* [Activity] Print, exactly as written, every line from the first line of the records below through the line containing "Query: person in pink garment", and nothing further.

(Data records)
"""
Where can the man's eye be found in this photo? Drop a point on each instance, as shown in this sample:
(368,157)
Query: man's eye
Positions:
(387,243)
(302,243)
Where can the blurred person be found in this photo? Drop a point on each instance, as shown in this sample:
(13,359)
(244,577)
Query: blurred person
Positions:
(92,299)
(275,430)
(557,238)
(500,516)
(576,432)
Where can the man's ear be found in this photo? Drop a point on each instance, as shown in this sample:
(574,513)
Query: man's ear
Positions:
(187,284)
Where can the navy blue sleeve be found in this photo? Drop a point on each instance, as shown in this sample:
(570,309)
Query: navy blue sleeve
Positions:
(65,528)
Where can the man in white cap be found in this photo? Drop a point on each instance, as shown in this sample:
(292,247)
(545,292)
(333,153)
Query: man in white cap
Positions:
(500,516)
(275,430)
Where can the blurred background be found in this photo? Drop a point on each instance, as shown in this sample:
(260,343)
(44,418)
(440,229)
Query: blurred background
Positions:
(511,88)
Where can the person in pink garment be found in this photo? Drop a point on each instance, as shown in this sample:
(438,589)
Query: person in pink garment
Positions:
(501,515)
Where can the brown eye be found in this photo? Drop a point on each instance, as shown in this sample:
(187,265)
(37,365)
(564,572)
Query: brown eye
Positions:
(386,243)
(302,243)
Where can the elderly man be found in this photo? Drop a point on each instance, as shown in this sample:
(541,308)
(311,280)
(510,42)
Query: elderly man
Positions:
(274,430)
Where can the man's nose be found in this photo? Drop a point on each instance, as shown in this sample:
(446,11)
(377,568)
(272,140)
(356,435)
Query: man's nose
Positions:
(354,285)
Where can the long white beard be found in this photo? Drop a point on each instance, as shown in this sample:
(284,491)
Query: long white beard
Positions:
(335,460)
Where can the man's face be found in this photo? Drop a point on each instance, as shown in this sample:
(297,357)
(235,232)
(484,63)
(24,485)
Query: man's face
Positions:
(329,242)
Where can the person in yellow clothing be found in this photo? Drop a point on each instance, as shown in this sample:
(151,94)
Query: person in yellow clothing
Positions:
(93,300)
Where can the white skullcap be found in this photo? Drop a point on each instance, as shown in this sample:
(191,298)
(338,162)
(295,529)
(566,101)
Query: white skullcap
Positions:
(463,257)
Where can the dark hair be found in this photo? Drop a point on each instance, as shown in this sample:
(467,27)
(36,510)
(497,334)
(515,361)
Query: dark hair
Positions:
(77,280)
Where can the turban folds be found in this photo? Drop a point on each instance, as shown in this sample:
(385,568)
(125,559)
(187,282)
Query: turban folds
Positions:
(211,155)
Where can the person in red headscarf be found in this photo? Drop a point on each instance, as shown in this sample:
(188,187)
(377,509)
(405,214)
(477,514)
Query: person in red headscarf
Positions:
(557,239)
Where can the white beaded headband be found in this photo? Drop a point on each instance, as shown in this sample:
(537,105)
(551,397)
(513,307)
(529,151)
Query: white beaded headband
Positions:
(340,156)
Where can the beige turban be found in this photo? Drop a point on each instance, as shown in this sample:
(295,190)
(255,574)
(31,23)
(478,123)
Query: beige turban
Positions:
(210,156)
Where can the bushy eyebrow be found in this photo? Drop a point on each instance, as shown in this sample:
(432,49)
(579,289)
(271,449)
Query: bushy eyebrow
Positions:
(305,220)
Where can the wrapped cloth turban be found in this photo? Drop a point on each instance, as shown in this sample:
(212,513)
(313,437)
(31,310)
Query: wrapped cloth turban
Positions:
"""
* [Response]
Where can the man's eye be found in this photo? Drop a point on each instance, as shown in this sample:
(368,157)
Query: man's eye
Positions:
(387,243)
(302,243)
Where can the blurred person be found in this photo? Drop a point on each instance, as shown in this sample:
(13,359)
(244,577)
Query: blurred person
Positions:
(92,299)
(275,430)
(557,238)
(500,516)
(576,432)
Where can the man's ear be found in this photo? Drop a point on each instance, as shown in this sample:
(574,513)
Query: man's ear
Positions:
(187,284)
Where can the navy blue sleeve be found in this photo? Drop a point on each instance, as shown in this sample:
(570,309)
Query: navy blue sleeve
Positions:
(65,528)
Where can the man in white cap be found in this photo? Drop a point on each instance, as shown in this sample:
(292,247)
(545,292)
(333,153)
Query: man in white cap
Positions:
(500,516)
(275,430)
Where can the blurred background be found in this photo? Drop a point on each instance, as shown in this sample:
(260,343)
(44,418)
(440,229)
Query: blurred background
Positions:
(511,88)
Where can the person in pink garment be found in this photo? Drop a point on each instance, as shown in this sample:
(438,589)
Query: person in pink garment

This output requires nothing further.